§ **課題の目的**: カスミBLΛNDE三郷店の酒売場を扱った記事を、最後の文に続けて書き進めなさい。

::: 学習用本文 :::

カスミBLΛNDEの挑戦、こう見る! 酒類編 上質な酒売場を目指す意気込みは感じられる、ただし、発展途上?
2024.07.29
BLΛNDE(ブランデ)3号店となった三郷店の酒売場は、日常使いの商品を極力そぎ落とした、スーパーマーケット(SM)の枠を超えた野心的な品揃えになった。
その一方で、ギフトやインバウンド需要を意識したデパ地下などとは異なり、「自分で買って家で飲む」ための上質を狙う。日常に上質をブリッジするのは店内に設置されたバーカウンターの役割といえる。
ワインや日本酒やウイスキーをショットで提供し、気に入れば買って帰ることもできる。都心から25kmの新興エリアでのチャレンジの成否は、日本の酒類市場の成熟度を示すことにもなるだろう。
目次
洒脱なゴンドラ配置と見せるエンド
主通路の最終位置に置かれた酒売場は、一角がイートインコーナーと接する長方形で、広さはおよそ40坪といった規模。
売場の半分に「日本酒」「焼酎・梅酒」「ウイスキー」「スピリッツ&リキュール」が3尺の常温ゴンドラ3本を背中合わせ(「スピリッツ&リキュール」は2本背中合わせ)の島で置かれ、両サイドのエンド棚はアーチ状(日本酒は片方が冷蔵庫)になっている。
ゴンドラ高を1500mmほどに抑えているため、売場全体を容易に見渡すことができ、高い天井と相まって売場は大変に開放感がある。
さらに各酒類の島はイートインコーナーに向くように斜めに配置され、イートイン側から見るとアーチ型エンドがよく見える。これは一般的な四角の平面エンドよりも「饒舌」で、この島の「推し」はこれだと語りかけているようだ。

::: 元データ :::

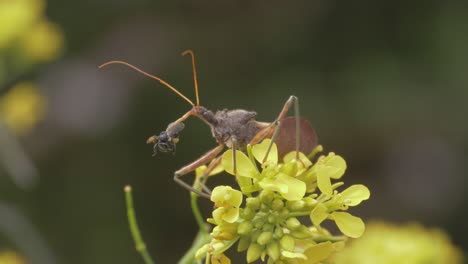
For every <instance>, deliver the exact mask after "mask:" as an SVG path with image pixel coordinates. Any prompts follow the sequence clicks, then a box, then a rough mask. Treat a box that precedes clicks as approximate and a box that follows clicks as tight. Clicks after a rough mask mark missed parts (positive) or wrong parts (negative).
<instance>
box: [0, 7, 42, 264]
mask: <svg viewBox="0 0 468 264" xmlns="http://www.w3.org/2000/svg"><path fill="white" fill-rule="evenodd" d="M0 1H1V0H0ZM45 111H46V103H45V99H44V97H42V96H41V95H40V94H39V91H38V89H37V87H36V86H35V85H34V84H33V83H30V82H22V83H18V84H17V85H15V86H14V87H13V88H12V89H11V90H10V91H9V92H8V93H7V94H5V95H4V96H2V97H1V98H0V121H2V122H3V123H4V124H5V125H6V126H7V127H8V128H9V129H11V130H12V131H13V132H14V133H17V134H25V133H27V132H28V131H30V130H31V129H32V128H33V127H34V125H36V123H37V122H38V121H40V120H42V119H43V118H44V115H45ZM0 263H1V262H0Z"/></svg>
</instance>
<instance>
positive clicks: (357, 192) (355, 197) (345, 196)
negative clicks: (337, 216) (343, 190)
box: [337, 184, 370, 206]
mask: <svg viewBox="0 0 468 264" xmlns="http://www.w3.org/2000/svg"><path fill="white" fill-rule="evenodd" d="M369 197H370V191H369V189H368V188H367V187H366V186H364V185H362V184H356V185H352V186H350V187H348V188H347V189H346V190H344V191H343V192H341V193H340V194H339V197H338V199H337V203H342V204H344V205H348V206H356V205H358V204H360V203H361V202H362V201H364V200H367V199H369Z"/></svg>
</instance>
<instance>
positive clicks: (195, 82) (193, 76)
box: [182, 50, 200, 105]
mask: <svg viewBox="0 0 468 264" xmlns="http://www.w3.org/2000/svg"><path fill="white" fill-rule="evenodd" d="M187 54H190V56H191V57H192V69H193V82H194V83H195V97H197V105H200V99H199V97H198V81H197V69H196V67H195V55H194V54H193V51H192V50H186V51H184V52H182V56H185V55H187Z"/></svg>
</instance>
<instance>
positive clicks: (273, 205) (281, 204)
mask: <svg viewBox="0 0 468 264" xmlns="http://www.w3.org/2000/svg"><path fill="white" fill-rule="evenodd" d="M283 207H284V203H283V201H282V200H281V199H278V198H276V199H274V200H273V202H272V204H271V209H273V210H275V211H279V210H281V209H282V208H283Z"/></svg>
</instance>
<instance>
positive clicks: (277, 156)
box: [252, 138, 278, 165]
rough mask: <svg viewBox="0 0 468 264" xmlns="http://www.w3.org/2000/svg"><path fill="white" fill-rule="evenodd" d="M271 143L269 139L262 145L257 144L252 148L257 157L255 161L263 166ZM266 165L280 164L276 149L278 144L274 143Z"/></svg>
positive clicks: (255, 154) (269, 153)
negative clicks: (270, 143)
mask: <svg viewBox="0 0 468 264" xmlns="http://www.w3.org/2000/svg"><path fill="white" fill-rule="evenodd" d="M270 143H271V139H269V138H267V139H265V140H263V141H262V143H260V144H256V145H254V146H253V147H252V153H253V155H254V157H255V159H256V160H257V161H258V162H260V163H261V164H263V159H264V158H265V154H266V152H267V150H268V146H269V145H270ZM265 163H267V164H273V165H275V164H277V163H278V148H277V147H276V144H274V143H273V145H272V146H271V149H270V152H269V153H268V157H267V159H266V160H265Z"/></svg>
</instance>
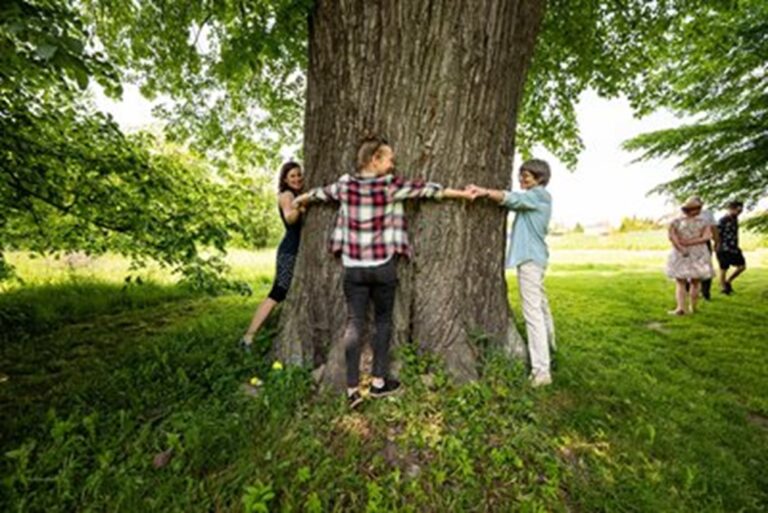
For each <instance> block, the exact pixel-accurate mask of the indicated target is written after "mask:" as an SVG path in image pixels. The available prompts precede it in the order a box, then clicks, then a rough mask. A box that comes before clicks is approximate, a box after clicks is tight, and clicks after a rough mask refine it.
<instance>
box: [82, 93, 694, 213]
mask: <svg viewBox="0 0 768 513" xmlns="http://www.w3.org/2000/svg"><path fill="white" fill-rule="evenodd" d="M95 98H96V104H97V105H98V106H99V108H101V109H102V110H104V111H106V112H109V113H111V114H112V116H113V117H114V118H115V120H116V121H117V123H118V124H120V126H121V128H123V129H124V130H126V131H132V130H136V129H138V128H142V127H144V126H147V125H149V124H152V123H153V122H155V119H154V118H153V116H152V104H151V103H150V102H149V101H148V100H146V99H145V98H144V97H143V96H142V95H141V93H139V91H138V88H136V87H135V86H131V85H126V87H125V91H124V94H123V99H122V101H120V102H115V101H112V100H110V99H108V98H106V97H104V96H103V95H102V94H101V93H100V92H99V91H95ZM577 115H578V120H579V126H580V128H581V135H582V139H583V141H584V145H585V149H584V151H583V152H582V154H581V156H580V158H579V163H578V166H577V167H576V169H575V171H573V172H571V171H568V170H567V169H566V167H565V165H563V164H562V163H561V162H559V161H558V160H557V159H556V158H554V157H553V156H552V155H551V154H549V153H548V152H546V151H543V150H542V151H537V154H536V156H537V157H541V158H544V159H546V160H548V161H549V162H550V165H551V167H552V179H551V181H550V184H549V186H548V189H549V191H550V193H551V194H552V198H553V200H552V205H553V206H552V221H553V223H555V224H557V225H560V226H564V227H573V226H574V225H575V224H576V223H580V224H581V225H582V226H590V225H595V224H603V223H608V224H611V225H612V226H618V225H619V224H620V222H621V220H622V218H624V217H632V216H637V217H644V218H652V219H659V218H662V217H665V216H668V215H669V214H670V213H672V212H674V211H675V207H674V205H672V204H671V203H670V202H669V200H668V199H667V198H666V197H663V196H659V195H657V194H654V195H650V196H648V192H649V191H650V190H651V189H653V187H655V186H656V185H658V184H660V183H662V182H665V181H667V180H670V179H671V178H673V177H674V172H673V166H674V161H668V160H653V161H649V162H639V163H633V160H634V158H636V157H637V155H638V154H633V153H630V152H627V151H624V150H622V149H621V143H622V142H623V141H625V140H627V139H630V138H632V137H633V136H635V135H638V134H641V133H643V132H649V131H653V130H658V129H662V128H669V127H673V126H676V125H679V124H680V123H681V121H680V120H679V119H677V118H675V116H673V115H672V114H671V113H669V112H658V113H654V114H652V115H650V116H647V117H645V118H643V119H636V118H635V117H633V115H632V110H631V108H630V107H629V103H628V102H627V101H626V99H611V100H606V99H602V98H599V97H598V96H597V95H596V94H595V93H593V92H589V91H588V92H586V93H585V94H584V95H583V96H582V97H581V99H580V101H579V104H578V107H577Z"/></svg>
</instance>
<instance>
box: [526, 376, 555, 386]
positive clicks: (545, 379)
mask: <svg viewBox="0 0 768 513" xmlns="http://www.w3.org/2000/svg"><path fill="white" fill-rule="evenodd" d="M529 379H530V381H531V386H532V387H534V388H538V387H543V386H546V385H551V384H552V375H551V374H531V377H530V378H529Z"/></svg>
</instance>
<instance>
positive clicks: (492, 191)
mask: <svg viewBox="0 0 768 513" xmlns="http://www.w3.org/2000/svg"><path fill="white" fill-rule="evenodd" d="M506 192H507V191H501V190H498V189H480V191H479V197H481V198H488V199H490V200H492V201H495V202H496V203H501V202H502V201H504V195H505V194H506Z"/></svg>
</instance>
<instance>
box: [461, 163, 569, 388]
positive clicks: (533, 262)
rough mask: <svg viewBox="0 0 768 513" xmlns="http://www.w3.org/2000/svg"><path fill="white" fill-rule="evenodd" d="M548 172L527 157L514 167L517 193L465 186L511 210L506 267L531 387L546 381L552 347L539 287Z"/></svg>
mask: <svg viewBox="0 0 768 513" xmlns="http://www.w3.org/2000/svg"><path fill="white" fill-rule="evenodd" d="M550 176H551V172H550V170H549V164H547V163H546V162H545V161H544V160H540V159H533V160H528V161H526V162H524V163H523V165H522V166H520V175H519V180H520V188H521V189H522V191H521V192H513V191H501V190H494V189H485V188H483V187H478V186H476V185H470V186H469V190H470V192H472V193H473V195H474V196H476V197H487V198H490V199H492V200H494V201H497V202H498V203H499V205H501V206H502V207H505V208H507V209H509V210H512V211H514V212H515V222H514V223H513V224H512V231H511V232H510V234H509V239H508V248H507V267H508V268H513V267H514V268H516V269H517V281H518V284H519V289H520V302H521V303H522V307H523V317H524V318H525V327H526V331H527V332H528V353H529V354H530V357H531V376H530V379H531V384H532V385H533V386H537V387H538V386H542V385H549V384H550V383H552V374H551V371H550V348H552V349H553V350H554V348H555V326H554V322H553V321H552V313H551V312H550V310H549V301H548V300H547V294H546V291H545V290H544V272H545V270H546V268H547V262H548V260H549V250H548V248H547V242H546V240H545V238H546V236H547V231H548V227H549V219H550V217H551V216H552V196H551V195H550V194H549V191H547V189H546V186H547V184H548V183H549V178H550Z"/></svg>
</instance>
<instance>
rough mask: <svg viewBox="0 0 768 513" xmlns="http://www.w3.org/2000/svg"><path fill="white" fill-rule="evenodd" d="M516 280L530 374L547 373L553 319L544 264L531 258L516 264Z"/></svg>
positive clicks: (552, 346)
mask: <svg viewBox="0 0 768 513" xmlns="http://www.w3.org/2000/svg"><path fill="white" fill-rule="evenodd" d="M517 283H518V288H519V290H520V302H521V303H522V305H523V318H524V319H525V330H526V332H527V333H528V353H529V355H530V357H531V374H533V375H534V376H539V375H548V374H549V353H550V348H551V349H552V351H554V350H555V349H556V345H555V323H554V321H553V320H552V312H551V311H550V310H549V301H548V300H547V294H546V292H545V290H544V268H543V267H541V266H540V265H538V264H535V263H533V262H530V261H529V262H525V263H523V264H520V265H519V266H517Z"/></svg>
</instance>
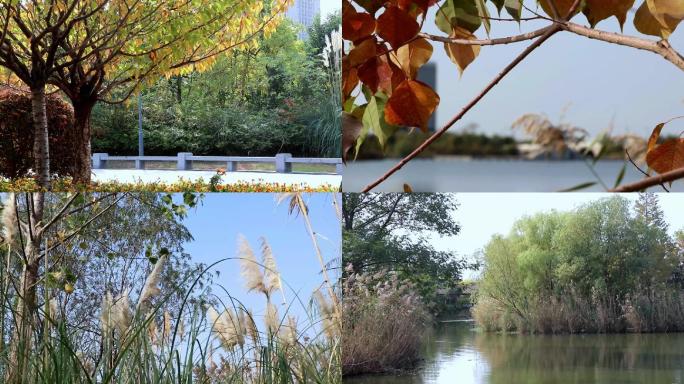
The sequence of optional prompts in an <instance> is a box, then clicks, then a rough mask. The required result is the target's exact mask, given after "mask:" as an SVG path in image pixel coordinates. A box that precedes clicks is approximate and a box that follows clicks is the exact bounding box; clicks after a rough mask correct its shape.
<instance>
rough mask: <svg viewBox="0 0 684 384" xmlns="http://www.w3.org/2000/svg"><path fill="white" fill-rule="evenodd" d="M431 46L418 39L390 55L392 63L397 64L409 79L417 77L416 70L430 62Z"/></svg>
mask: <svg viewBox="0 0 684 384" xmlns="http://www.w3.org/2000/svg"><path fill="white" fill-rule="evenodd" d="M431 56H432V44H430V42H428V41H427V40H426V39H424V38H418V39H415V40H413V41H412V42H410V43H408V44H405V45H403V46H401V47H400V48H399V49H397V50H396V51H395V52H394V53H393V54H392V55H391V59H392V61H393V62H394V63H395V64H397V65H398V66H399V67H400V68H401V69H402V70H403V71H404V73H405V74H406V76H408V77H409V78H411V79H415V78H416V76H417V75H418V69H420V67H422V66H423V65H424V64H425V63H427V62H428V61H429V60H430V57H431Z"/></svg>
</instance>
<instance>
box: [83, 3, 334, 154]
mask: <svg viewBox="0 0 684 384" xmlns="http://www.w3.org/2000/svg"><path fill="white" fill-rule="evenodd" d="M339 23H340V22H339V14H338V15H333V16H331V17H329V18H328V19H327V20H326V21H325V22H324V23H322V24H320V25H318V24H315V25H314V26H312V28H311V31H312V32H315V34H313V35H312V38H311V39H310V40H309V41H307V42H304V41H300V40H297V35H296V33H297V27H296V26H295V25H294V24H292V23H291V22H288V21H284V22H283V23H282V24H281V25H280V26H279V27H278V30H277V32H276V33H274V34H273V35H271V36H270V37H268V38H265V39H264V38H262V41H260V43H259V44H258V48H249V49H245V50H241V51H235V52H233V53H231V54H230V55H228V56H227V57H221V58H220V59H218V61H217V63H216V64H215V66H214V67H213V68H212V69H210V70H208V71H206V72H202V73H200V72H192V73H190V74H187V75H182V76H173V77H171V78H169V79H162V80H160V81H158V82H157V83H156V84H155V85H154V86H152V87H150V88H149V89H147V90H146V91H145V92H144V93H143V94H142V97H141V99H142V104H143V131H144V136H145V151H146V153H149V154H157V155H161V154H176V153H178V152H192V153H194V154H197V155H252V156H259V155H262V156H272V155H274V154H275V153H278V152H289V153H293V154H296V155H300V156H305V155H306V156H335V157H336V156H339V141H338V142H337V143H335V142H332V143H331V142H329V141H328V142H325V143H323V144H322V145H321V144H320V142H319V141H317V140H316V139H317V138H318V137H319V136H321V135H322V133H321V132H320V125H321V122H320V117H321V116H322V115H328V116H329V115H330V113H327V114H326V111H327V110H329V109H330V106H329V105H328V104H330V102H331V101H330V98H329V96H328V94H329V92H328V89H329V88H330V86H331V85H330V84H329V81H328V78H327V71H326V70H325V68H324V65H323V62H322V58H321V57H320V56H319V55H317V54H316V53H319V52H318V50H319V47H320V46H322V45H324V44H325V43H324V41H325V40H324V37H321V35H322V34H326V33H329V30H331V29H335V28H339ZM321 39H323V40H321ZM321 41H323V42H321ZM333 107H335V108H339V106H337V105H335V106H333ZM137 119H138V112H137V102H136V101H133V100H131V101H129V103H127V104H122V105H107V104H98V105H97V106H96V108H95V110H94V111H93V119H92V125H93V142H92V145H93V151H94V152H107V153H110V154H128V155H130V154H134V153H137V150H138V139H137V135H138V133H137V129H138V128H137V127H138V123H137ZM323 125H324V129H325V130H328V131H335V132H337V136H339V129H340V128H339V116H336V115H334V114H333V116H332V117H330V118H328V119H327V120H326V121H325V122H324V124H323Z"/></svg>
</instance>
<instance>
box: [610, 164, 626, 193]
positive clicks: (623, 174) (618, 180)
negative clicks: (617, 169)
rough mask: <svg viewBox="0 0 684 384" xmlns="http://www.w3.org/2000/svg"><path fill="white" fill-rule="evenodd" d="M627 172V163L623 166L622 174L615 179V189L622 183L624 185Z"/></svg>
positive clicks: (620, 173) (622, 167) (618, 175)
mask: <svg viewBox="0 0 684 384" xmlns="http://www.w3.org/2000/svg"><path fill="white" fill-rule="evenodd" d="M625 170H627V162H625V163H623V164H622V168H621V169H620V173H618V177H617V178H616V179H615V184H614V185H613V188H617V187H619V186H620V183H622V179H624V177H625Z"/></svg>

:::

§ **解答**:
残る半分はワインの売場が占める。欧州主要産地(仏伊西)のワインを国別に配した島はゴンドラ17本で、この他に「新世界(3尺6本)」「日本ワイン&スパークリングワイン(3尺6本)」「ハーフ&ベビーサイズ(3尺4本)」が並ぶ。
この売場スペースの配分を見れば、チェーン専門店並みにワインを充実させていることが分かる。さらに次に見るように、SMでは売上げの7割を占めるビール類とレディトゥドリンク(RTD)に依存しない売場を目指していることも明らかだ。
ナショナルブランドビールはコンビニ並みの冷蔵ケース扉2枚
ビールとRTDの売場は、常温ゴンドラの島が点在する酒売場と通路を隔てて向かい合うように一直線で置かれている。酒売場としてかろうじてつながりを残しているものの、一体感は感じられない。それは冷蔵ケースに扉があり、冷凍食品売場のような印象を与えていることも手伝っていそうだ。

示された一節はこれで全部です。